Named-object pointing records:
────────────────────────────────────────

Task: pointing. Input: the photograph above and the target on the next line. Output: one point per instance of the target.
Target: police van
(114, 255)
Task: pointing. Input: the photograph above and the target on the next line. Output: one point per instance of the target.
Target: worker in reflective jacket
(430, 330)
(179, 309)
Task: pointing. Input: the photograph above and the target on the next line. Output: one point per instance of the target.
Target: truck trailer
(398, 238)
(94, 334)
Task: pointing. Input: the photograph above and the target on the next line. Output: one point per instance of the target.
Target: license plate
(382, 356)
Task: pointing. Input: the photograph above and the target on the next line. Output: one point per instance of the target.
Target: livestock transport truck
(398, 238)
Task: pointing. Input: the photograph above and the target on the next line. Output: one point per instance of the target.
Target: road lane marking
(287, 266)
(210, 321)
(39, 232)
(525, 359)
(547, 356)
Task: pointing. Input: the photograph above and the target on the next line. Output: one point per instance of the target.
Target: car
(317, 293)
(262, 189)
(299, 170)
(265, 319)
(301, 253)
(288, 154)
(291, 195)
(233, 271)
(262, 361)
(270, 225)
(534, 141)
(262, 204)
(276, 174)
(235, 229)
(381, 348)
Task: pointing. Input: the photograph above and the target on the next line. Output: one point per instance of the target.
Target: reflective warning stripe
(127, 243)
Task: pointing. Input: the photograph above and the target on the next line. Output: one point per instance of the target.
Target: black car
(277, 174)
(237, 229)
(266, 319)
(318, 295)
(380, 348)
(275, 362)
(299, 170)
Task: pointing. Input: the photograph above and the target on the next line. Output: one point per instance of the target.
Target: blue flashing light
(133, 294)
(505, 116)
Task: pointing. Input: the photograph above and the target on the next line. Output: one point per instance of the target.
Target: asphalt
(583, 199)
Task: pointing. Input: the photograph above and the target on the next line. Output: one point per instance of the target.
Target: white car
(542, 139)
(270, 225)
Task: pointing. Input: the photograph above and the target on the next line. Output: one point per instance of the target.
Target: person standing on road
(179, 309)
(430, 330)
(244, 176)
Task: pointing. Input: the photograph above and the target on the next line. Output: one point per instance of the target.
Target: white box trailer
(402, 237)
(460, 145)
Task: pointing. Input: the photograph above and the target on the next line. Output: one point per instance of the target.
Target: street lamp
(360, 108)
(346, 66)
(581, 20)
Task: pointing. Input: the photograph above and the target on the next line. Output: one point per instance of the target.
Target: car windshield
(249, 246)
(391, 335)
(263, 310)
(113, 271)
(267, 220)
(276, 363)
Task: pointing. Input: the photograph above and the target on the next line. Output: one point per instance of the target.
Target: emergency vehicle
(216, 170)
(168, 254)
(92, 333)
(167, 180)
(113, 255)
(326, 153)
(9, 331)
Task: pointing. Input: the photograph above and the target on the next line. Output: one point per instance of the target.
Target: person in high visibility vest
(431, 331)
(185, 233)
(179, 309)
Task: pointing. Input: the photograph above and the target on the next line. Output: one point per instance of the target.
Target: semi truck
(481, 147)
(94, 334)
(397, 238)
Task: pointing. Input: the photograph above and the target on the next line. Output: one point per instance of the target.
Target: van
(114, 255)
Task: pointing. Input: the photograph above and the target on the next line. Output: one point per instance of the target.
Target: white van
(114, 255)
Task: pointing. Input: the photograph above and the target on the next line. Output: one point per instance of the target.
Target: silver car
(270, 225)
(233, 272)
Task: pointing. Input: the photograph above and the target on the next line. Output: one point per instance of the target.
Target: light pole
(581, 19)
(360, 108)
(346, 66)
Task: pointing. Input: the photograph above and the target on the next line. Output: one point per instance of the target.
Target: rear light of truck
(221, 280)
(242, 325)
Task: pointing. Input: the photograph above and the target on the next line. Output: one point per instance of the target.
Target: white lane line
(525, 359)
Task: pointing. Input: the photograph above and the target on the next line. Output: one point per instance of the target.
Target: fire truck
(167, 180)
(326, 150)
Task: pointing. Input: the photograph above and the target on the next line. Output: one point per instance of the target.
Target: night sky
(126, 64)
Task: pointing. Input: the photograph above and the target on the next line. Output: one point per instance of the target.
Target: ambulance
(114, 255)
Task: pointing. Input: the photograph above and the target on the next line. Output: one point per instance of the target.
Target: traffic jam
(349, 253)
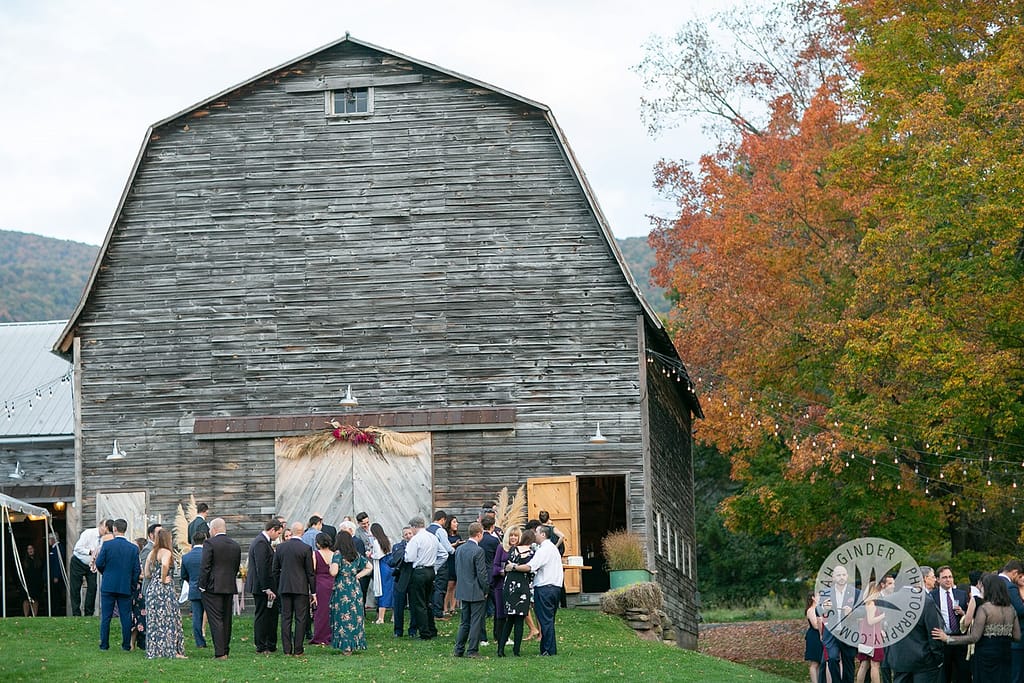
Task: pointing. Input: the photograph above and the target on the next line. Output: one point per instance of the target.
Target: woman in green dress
(347, 632)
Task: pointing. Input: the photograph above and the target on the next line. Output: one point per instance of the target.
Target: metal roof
(32, 375)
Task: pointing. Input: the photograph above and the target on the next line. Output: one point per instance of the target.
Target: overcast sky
(82, 80)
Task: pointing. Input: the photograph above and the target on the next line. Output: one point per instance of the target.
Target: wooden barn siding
(672, 495)
(439, 253)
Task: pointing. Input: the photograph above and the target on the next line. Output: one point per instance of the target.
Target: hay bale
(645, 596)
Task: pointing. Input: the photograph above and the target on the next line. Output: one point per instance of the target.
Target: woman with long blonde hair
(164, 637)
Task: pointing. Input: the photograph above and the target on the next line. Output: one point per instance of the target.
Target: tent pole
(3, 554)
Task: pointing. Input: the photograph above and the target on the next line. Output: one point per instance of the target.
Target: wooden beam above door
(458, 419)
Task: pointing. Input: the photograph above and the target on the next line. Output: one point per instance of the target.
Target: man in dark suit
(952, 605)
(1011, 571)
(293, 574)
(401, 572)
(836, 604)
(190, 564)
(219, 567)
(489, 543)
(118, 562)
(916, 656)
(259, 582)
(474, 580)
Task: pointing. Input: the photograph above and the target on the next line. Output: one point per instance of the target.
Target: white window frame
(329, 99)
(657, 530)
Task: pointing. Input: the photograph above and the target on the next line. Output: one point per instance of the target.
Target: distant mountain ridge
(41, 279)
(640, 257)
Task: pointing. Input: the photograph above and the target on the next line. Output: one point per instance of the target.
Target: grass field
(592, 647)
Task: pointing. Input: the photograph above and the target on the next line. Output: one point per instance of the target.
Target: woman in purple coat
(325, 586)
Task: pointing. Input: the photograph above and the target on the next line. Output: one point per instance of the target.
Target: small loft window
(350, 101)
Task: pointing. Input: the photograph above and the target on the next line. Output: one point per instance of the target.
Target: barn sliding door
(348, 479)
(560, 498)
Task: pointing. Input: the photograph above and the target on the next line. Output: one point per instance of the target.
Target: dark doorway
(28, 531)
(602, 509)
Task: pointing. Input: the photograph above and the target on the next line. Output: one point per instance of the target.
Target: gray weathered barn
(358, 218)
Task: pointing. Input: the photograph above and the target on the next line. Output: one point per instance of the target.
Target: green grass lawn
(592, 647)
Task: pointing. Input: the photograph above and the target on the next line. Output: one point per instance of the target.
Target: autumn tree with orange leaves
(829, 266)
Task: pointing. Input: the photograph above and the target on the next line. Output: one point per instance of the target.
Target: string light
(30, 398)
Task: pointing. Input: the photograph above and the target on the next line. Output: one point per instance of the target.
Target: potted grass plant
(625, 558)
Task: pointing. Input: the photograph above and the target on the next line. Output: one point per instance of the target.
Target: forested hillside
(41, 279)
(640, 257)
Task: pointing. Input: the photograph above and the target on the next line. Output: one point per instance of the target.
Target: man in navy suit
(259, 583)
(217, 572)
(190, 563)
(474, 579)
(401, 573)
(952, 605)
(296, 584)
(118, 562)
(837, 604)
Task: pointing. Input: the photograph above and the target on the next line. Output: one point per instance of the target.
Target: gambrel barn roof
(65, 342)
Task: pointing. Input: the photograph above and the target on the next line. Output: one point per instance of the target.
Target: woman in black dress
(993, 627)
(35, 578)
(517, 591)
(812, 639)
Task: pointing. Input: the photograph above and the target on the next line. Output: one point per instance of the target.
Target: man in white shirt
(82, 568)
(952, 605)
(547, 568)
(444, 549)
(421, 552)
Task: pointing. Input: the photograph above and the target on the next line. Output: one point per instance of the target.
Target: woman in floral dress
(164, 637)
(347, 631)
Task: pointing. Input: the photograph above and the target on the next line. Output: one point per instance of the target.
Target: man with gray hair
(421, 552)
(221, 557)
(401, 572)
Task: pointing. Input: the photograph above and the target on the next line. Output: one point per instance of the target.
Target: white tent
(8, 505)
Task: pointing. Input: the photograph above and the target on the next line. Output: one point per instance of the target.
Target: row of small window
(675, 551)
(350, 101)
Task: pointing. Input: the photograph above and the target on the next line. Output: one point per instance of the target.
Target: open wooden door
(559, 497)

────────────────────────────────────────

__Written request__:
Pull out each line of the data that contains the word "light", matching case exactly.

__Response to this exercise__:
Target: blue flashing light
Target: light pole
Target: rear light of truck
Target: string light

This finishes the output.